- Problem statement
In the listing, switch "hallway" to "corridor" in the lines between the one holding "Have a look — do you notice any hallway" and the one holding "[255,15,467,137]", inclusive. Return only those lines, with everything else left unchanged.

━━━━━ Dataset records

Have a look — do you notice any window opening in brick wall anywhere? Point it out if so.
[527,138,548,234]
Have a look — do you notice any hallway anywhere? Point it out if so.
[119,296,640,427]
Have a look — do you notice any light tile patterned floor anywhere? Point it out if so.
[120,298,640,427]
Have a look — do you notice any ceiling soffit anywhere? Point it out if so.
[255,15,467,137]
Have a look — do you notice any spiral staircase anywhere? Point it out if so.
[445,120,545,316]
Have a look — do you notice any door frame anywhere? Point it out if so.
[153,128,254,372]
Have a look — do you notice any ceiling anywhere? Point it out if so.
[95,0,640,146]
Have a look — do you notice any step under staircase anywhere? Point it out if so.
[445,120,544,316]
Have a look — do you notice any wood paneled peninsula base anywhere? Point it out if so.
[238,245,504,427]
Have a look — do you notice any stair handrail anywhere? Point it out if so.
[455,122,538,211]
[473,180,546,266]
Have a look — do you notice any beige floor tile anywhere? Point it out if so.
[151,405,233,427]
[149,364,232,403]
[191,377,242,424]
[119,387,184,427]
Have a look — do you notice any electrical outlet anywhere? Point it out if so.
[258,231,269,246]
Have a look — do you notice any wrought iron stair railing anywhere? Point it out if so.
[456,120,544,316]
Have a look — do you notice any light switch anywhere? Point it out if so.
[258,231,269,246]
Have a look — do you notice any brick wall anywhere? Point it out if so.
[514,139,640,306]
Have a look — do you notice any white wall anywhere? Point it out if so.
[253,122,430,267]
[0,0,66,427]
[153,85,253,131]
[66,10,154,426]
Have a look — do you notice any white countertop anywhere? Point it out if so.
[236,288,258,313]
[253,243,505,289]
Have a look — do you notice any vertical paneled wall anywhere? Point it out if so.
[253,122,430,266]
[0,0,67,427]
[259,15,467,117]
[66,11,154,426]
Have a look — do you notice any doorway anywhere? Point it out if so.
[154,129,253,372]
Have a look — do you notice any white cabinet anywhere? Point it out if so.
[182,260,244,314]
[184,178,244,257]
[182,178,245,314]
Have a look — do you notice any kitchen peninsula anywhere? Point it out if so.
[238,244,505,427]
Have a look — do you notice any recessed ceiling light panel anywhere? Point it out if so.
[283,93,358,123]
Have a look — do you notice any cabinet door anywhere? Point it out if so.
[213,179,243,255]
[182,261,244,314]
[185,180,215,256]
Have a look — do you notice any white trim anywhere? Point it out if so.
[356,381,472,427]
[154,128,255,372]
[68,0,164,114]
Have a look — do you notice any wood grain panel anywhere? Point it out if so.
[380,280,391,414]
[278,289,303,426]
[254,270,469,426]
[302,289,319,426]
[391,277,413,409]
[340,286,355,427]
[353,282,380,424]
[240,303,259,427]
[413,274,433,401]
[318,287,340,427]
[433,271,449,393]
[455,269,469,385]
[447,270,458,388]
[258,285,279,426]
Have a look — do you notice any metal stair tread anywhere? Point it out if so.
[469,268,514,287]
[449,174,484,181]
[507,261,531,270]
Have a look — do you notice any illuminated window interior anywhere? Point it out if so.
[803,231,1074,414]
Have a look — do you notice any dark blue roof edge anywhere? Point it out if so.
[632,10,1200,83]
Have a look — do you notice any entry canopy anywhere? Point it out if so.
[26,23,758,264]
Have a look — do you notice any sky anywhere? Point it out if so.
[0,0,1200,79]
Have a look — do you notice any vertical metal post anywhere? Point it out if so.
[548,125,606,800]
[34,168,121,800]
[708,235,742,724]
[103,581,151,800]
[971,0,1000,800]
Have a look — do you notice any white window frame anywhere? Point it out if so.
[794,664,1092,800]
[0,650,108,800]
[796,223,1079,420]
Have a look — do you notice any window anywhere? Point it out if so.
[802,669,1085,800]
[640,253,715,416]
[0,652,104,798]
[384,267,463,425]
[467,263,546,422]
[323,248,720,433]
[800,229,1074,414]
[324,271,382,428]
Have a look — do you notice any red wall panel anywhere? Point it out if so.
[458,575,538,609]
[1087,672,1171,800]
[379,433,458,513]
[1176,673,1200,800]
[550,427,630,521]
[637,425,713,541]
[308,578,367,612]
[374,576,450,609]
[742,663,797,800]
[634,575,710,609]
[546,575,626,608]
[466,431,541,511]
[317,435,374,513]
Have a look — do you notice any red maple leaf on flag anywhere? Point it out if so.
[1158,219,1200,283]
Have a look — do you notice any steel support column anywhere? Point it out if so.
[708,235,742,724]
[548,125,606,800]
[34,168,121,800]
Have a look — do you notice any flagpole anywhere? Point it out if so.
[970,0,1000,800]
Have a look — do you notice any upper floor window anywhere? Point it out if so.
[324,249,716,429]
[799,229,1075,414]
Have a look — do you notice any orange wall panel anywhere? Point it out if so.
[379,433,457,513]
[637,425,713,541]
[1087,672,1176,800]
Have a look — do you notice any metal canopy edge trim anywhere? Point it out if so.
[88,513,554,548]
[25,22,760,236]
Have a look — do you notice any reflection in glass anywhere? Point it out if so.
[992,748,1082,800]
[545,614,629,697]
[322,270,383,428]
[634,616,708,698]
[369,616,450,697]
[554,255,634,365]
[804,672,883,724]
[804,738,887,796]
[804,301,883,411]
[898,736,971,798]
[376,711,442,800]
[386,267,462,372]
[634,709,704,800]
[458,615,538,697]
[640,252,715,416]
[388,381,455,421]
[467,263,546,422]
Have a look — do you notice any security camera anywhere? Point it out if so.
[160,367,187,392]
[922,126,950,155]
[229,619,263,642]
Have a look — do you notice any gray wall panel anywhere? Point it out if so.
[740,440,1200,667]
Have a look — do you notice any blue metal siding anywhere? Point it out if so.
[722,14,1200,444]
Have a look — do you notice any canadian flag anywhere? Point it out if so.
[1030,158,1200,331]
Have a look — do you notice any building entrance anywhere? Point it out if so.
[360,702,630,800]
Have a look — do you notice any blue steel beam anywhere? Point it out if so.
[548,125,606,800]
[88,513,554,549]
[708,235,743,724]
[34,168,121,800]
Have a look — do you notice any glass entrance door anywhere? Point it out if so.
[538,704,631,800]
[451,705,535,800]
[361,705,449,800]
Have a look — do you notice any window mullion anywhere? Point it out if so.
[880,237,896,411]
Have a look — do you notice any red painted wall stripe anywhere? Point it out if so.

━━━━━━━━━━

- Full answer
Have a look — do you notice any corridor anywhere? Point it out if so.
[119,296,640,427]
Have a look — do you notice any light tile patterned floor anywhere? Point it out if so.
[120,298,640,427]
Have a look — do you notice any ceiling soffit anywhere? Point it out if so.
[255,15,467,137]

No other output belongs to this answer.